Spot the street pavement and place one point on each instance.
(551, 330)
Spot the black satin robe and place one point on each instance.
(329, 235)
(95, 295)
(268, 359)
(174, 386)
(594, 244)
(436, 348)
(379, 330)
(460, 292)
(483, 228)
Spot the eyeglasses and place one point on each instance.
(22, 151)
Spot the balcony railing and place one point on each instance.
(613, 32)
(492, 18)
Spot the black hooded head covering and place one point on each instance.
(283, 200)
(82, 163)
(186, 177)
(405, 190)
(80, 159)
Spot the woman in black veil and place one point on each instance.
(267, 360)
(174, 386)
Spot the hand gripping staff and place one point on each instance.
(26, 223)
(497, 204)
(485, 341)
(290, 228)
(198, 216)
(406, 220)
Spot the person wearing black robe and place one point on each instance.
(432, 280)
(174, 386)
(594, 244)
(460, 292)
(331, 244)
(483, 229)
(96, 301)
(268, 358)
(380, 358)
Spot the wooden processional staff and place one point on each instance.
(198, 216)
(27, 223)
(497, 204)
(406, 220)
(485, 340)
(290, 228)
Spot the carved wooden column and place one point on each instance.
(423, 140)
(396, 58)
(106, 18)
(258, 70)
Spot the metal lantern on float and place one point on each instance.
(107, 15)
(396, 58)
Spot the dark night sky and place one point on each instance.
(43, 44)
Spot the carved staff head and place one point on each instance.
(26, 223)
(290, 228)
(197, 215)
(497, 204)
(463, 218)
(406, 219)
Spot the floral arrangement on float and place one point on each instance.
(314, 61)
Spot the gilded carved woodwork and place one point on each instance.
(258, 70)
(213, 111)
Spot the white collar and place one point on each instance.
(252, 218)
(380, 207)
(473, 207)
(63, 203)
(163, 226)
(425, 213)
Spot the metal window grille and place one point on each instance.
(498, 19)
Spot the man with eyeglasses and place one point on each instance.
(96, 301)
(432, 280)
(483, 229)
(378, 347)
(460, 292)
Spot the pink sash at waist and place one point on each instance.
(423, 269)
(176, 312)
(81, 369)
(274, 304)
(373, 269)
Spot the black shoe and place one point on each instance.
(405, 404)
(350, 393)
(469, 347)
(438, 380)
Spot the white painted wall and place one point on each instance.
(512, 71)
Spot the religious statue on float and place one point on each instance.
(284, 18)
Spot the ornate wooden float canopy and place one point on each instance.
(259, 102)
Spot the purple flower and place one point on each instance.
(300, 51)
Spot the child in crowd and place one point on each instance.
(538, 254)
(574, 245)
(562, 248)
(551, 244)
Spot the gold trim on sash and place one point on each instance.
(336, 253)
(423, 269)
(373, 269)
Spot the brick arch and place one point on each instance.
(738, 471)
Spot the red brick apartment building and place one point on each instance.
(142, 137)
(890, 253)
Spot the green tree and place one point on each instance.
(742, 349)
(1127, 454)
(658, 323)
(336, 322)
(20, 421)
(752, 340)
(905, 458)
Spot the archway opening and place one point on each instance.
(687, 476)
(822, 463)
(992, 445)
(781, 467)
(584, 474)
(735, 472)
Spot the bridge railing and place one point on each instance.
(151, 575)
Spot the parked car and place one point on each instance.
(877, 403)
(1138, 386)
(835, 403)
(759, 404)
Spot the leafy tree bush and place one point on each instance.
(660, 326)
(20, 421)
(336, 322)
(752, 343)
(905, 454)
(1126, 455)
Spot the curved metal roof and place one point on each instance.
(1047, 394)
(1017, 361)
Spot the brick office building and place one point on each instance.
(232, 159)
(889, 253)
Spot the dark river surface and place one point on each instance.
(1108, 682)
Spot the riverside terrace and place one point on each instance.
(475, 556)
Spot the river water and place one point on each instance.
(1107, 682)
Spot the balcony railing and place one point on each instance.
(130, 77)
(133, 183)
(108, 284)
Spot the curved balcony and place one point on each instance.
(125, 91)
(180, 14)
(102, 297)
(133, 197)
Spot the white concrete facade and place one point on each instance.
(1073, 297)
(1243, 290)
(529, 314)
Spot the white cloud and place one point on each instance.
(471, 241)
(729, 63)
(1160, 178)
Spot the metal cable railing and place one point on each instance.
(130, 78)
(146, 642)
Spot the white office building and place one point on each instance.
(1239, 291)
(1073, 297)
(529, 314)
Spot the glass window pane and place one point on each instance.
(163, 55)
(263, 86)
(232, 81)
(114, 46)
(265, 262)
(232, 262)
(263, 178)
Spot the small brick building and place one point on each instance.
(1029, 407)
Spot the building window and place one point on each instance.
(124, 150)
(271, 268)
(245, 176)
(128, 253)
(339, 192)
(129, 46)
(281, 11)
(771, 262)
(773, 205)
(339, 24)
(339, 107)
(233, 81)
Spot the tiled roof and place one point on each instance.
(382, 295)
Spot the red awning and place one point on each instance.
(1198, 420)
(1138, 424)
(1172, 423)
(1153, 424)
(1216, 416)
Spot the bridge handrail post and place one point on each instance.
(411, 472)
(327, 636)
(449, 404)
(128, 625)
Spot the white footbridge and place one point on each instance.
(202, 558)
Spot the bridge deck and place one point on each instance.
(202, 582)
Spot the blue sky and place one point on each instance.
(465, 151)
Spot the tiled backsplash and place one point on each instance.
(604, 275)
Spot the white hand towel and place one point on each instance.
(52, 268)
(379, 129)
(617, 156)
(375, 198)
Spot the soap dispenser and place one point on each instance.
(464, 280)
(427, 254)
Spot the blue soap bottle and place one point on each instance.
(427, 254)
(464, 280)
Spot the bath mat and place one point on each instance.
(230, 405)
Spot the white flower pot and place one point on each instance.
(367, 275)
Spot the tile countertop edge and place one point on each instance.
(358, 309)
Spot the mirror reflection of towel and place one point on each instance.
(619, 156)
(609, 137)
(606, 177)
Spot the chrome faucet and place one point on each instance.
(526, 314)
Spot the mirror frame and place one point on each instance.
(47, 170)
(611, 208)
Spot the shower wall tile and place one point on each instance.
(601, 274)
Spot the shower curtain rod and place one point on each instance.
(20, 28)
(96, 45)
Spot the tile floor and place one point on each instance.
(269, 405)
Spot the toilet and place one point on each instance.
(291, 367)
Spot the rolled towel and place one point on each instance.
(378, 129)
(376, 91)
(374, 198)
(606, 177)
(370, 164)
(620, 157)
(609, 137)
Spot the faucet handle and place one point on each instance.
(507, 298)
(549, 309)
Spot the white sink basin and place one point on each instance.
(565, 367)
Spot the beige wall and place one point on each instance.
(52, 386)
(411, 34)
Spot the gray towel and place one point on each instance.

• [OBJECTIVE]:
Take the lines above and retype all of them exactly.

• [THE ANSWER]:
Spot the street pavement and place one point on each instance.
(551, 330)
Spot the black satin robe and place one point on each instance.
(329, 235)
(95, 295)
(268, 359)
(174, 386)
(594, 244)
(436, 348)
(379, 330)
(460, 292)
(483, 228)
Spot the eyeglasses and place one point on each instance.
(22, 151)
Spot the balcony railing and place one point on each instance.
(613, 32)
(492, 18)
Spot the black hooded head covering and place one point on each instance.
(283, 200)
(82, 163)
(186, 177)
(405, 190)
(80, 159)
Spot the woman in black veil and place one point on each instance.
(267, 360)
(174, 386)
Spot the hand gripping staff and place one point on each instance.
(26, 223)
(497, 204)
(485, 341)
(290, 228)
(198, 216)
(406, 220)
Spot the person wearing black robe and place one point on each instance.
(432, 280)
(174, 386)
(594, 244)
(460, 292)
(331, 244)
(483, 229)
(96, 301)
(268, 358)
(380, 358)
Spot the wooden processional staff and place one point on each instance.
(198, 216)
(27, 223)
(497, 204)
(406, 220)
(485, 340)
(290, 228)
Spot the carved wooden column and place one point on each instance.
(423, 140)
(396, 58)
(106, 18)
(258, 70)
Spot the metal lantern on float and place one point on each instance.
(107, 15)
(396, 58)
Spot the dark night sky and place one point on each instance.
(43, 44)
Spot the carved staff head and place one point on each instance.
(26, 223)
(290, 228)
(197, 215)
(497, 204)
(463, 218)
(406, 219)
Spot the floral arrangement on float and place one point on each instance.
(314, 61)
Spot the gilded carved woodwork and place one point on each instance.
(258, 70)
(213, 111)
Spot the white collar and place one point on each instance.
(252, 218)
(380, 207)
(473, 207)
(63, 203)
(163, 226)
(425, 213)
Spot the metal window grille and place one point on each instance.
(498, 19)
Spot the man with eyeglasses and place one point on each instance.
(96, 301)
(432, 280)
(483, 229)
(378, 347)
(460, 292)
Spot the pink sash at waist and place one point on each instance.
(423, 269)
(176, 312)
(81, 369)
(274, 304)
(373, 269)
Spot the black shoe and place one point on each instance.
(405, 404)
(350, 393)
(469, 347)
(438, 380)
Spot the white painted wall and place one point on each instance.
(512, 71)
Spot the religious statue on float and place one point on each instance.
(284, 18)
Spot the ornate wooden float canopy and place one point on each instance.
(259, 102)
Spot the purple flower and place one point on each instance.
(300, 51)
Spot the child in crowd and place one point on each instance.
(538, 254)
(574, 245)
(562, 248)
(551, 244)
Spot the gold trim on sash and place one point on each instance.
(336, 253)
(423, 269)
(373, 269)
Spot the brick arch and place one point on each instance.
(738, 471)
Spot the red brick apartment building and place one point on each instance.
(142, 137)
(890, 253)
Spot the green tree and place one point on each instance.
(742, 349)
(1127, 454)
(658, 323)
(336, 322)
(20, 421)
(752, 340)
(905, 458)
Spot the archway opening and place one point on each instance.
(687, 476)
(822, 463)
(992, 445)
(781, 467)
(584, 474)
(735, 472)
Spot the bridge railing and place one point on each instance.
(151, 575)
Spot the parked car and place one point on each instance.
(877, 403)
(1138, 386)
(835, 403)
(759, 404)
Spot the leafy tree bush and place one point on each instance.
(660, 326)
(20, 421)
(336, 322)
(752, 343)
(905, 454)
(1126, 455)
Spot the curved metal roof and place one point on each instance.
(1047, 394)
(1017, 361)
Spot the brick office building and place one point on each instance.
(232, 159)
(889, 253)
Spot the dark river surface and place one point on each instance.
(1108, 682)
Spot the riverside terrace and place one point on each instance.
(475, 556)
Spot the river water and place one point on each instance.
(1107, 682)
Spot the balcony railing and place one point on each instance.
(130, 77)
(133, 183)
(108, 284)
Spot the curved balcony and place one point on each instance.
(125, 91)
(180, 14)
(102, 297)
(133, 197)
Spot the white concrete facade and place one point on each instance.
(1073, 297)
(1243, 290)
(529, 314)
Spot the white cloud and place one point on each instance.
(471, 241)
(729, 63)
(1160, 178)
Spot the metal cable railing and place one point on each instance.
(130, 78)
(146, 642)
Spot the white office building and place one point on each instance.
(1239, 291)
(1073, 297)
(529, 314)
Spot the glass window pane and place one point on each instance.
(163, 55)
(263, 86)
(232, 81)
(114, 46)
(265, 262)
(232, 262)
(263, 178)
Spot the small brick building and place one point on each instance.
(1029, 407)
Spot the building window and place one point on each instance.
(124, 150)
(271, 268)
(245, 176)
(128, 253)
(339, 192)
(129, 46)
(281, 11)
(771, 262)
(773, 205)
(339, 24)
(339, 107)
(233, 81)
Spot the tiled roof and place one point on each instance.
(382, 295)
Spot the red awning and place one point on each instance.
(1198, 420)
(1138, 424)
(1172, 423)
(1153, 424)
(1216, 416)
Spot the bridge handrail post and place one point on each instance.
(411, 472)
(327, 636)
(449, 404)
(128, 625)
Spot the white footbridge and place one point on each instance.
(202, 558)
Spot the bridge deck and place one point on each instance.
(202, 582)
Spot the blue sky and place one point on each instance.
(465, 151)
Spot the tiled backsplash and place one point on each instance.
(604, 275)
Spot the white hand towel and place one point on each instance.
(52, 268)
(379, 129)
(617, 156)
(375, 198)
Spot the soap dispenser and place one point on each instance.
(464, 280)
(427, 254)
Spot the blue soap bottle and place one point on each instance.
(427, 254)
(464, 280)
Spot the bath mat and place one point on each instance.
(230, 405)
Spot the white flower pot and place one point on each instance.
(367, 275)
Spot the tile countertop edge and place one point on each instance.
(358, 309)
Spot the mirror reflection of towel and place one point on each instance.
(619, 156)
(609, 137)
(606, 177)
Spot the chrome faucet and place one point on each instance.
(526, 314)
Spot the mirror frame and place one point on each instance.
(47, 170)
(611, 208)
Spot the shower wall tile and place one point on each instance.
(601, 274)
Spot the shower curtain rod and place one point on each instance.
(20, 28)
(96, 45)
Spot the tile floor and place one point on each instance.
(269, 405)
Spot the toilet and place one point on each instance.
(291, 367)
Spot the rolled towel and place one point on each instance.
(378, 129)
(376, 91)
(374, 198)
(606, 177)
(370, 164)
(620, 157)
(609, 137)
Spot the faucet handle and place one point on each instance.
(507, 298)
(549, 309)
Spot the white sink basin and place one point on each instance.
(565, 367)
Spot the beige wall and place one point on each instance.
(52, 386)
(411, 34)
Spot the gray towel and place one point on each instance.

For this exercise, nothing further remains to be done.